# ACTIVITIES
1. Answer these questions using the superbugs article.
(a) Which organization presented the FDA with a new idea for bringing superbugs back under control?
(b) Who at the FDA says that drug resistance has reached crisis proportions?
(c) By most accounts, what percentage of antibiotics is used in animals?
2. Reproduce word for word the part of the superbugs article that opens with the words containing "The FDA’s Janet" and closes with "reporters on Wednesday.".

# TEXT BLOCK
######
Could Treating Superbugs Like Rare Diseases Save Us From Crisis?
The Infectious Diseases Society of America has presented the FDA with a new idea for bringing superbugs, fueled by the misuse and overuse of antibiotics in factory farming and healthcare, back under control. Finding new antibiotics isn’t profitable especially when compared to the latest trendy pharmaceutical drug, so very few pharmaceutical companies are doing any research into developing new antibiotics. These drugs are needed to treat the superbugs that are becoming more and more of a problem, according to News Daily.
The Orphan Drug Act
Strains of MRSA and salmonella have wreaked havoc on our nation’s hospital and food system. MRSA kills 19,000 people per year. Congress passed the Orphan Drug Act in 1983 to motivate pharmaceutical companies to produce less profitable drugs for rare diseases. The bill provided tax incentives, marketing rights, and other perks to companies that developed such drugs. IDSA wants to do the same with antibiotics in order to incentivize companies to dive into new research.
The FDA’s Janet Woodcock says that drug resistance has reached crisis proportions.
"We need antibiotics to be used for life-threatening infections that lack medical treatments ... and not for your kid's ear infection," Woodcock said during a briefing with reporters on Wednesday.
The Real Antibiotics Overuse
While this is all well and good, let’s be honest about where the majority of antibiotic overuse and extreme misuse is rooted: in factory farming. By most accounts, 70 percent of antibiotics are used in animals. The FDA’s draft guideline on the subject, The Judicious Use of Medically Important Antimicrobial Drugs in Food-Producing Animals outlined the need to limit and phase out the use of antibiotics to accelerate the weight of livestock.
######
# INFORMATION SHOWN
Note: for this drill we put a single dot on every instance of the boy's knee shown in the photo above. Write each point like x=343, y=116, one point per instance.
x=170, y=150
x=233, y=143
######
# ANSWERS FOR THIS EXERCISE
1.
(a) The Infectious Diseases Society of America
(b) Janet Woodcock
(c) 70 percent

2.
The FDA’s Janet Woodcock says that drug resistance has reached crisis proportions.
"We need antibiotics to be used for life-threatening infections that lack medical treatments ... and not for your kid's ear infection," Woodcock said during a briefing with reporters on Wednesday.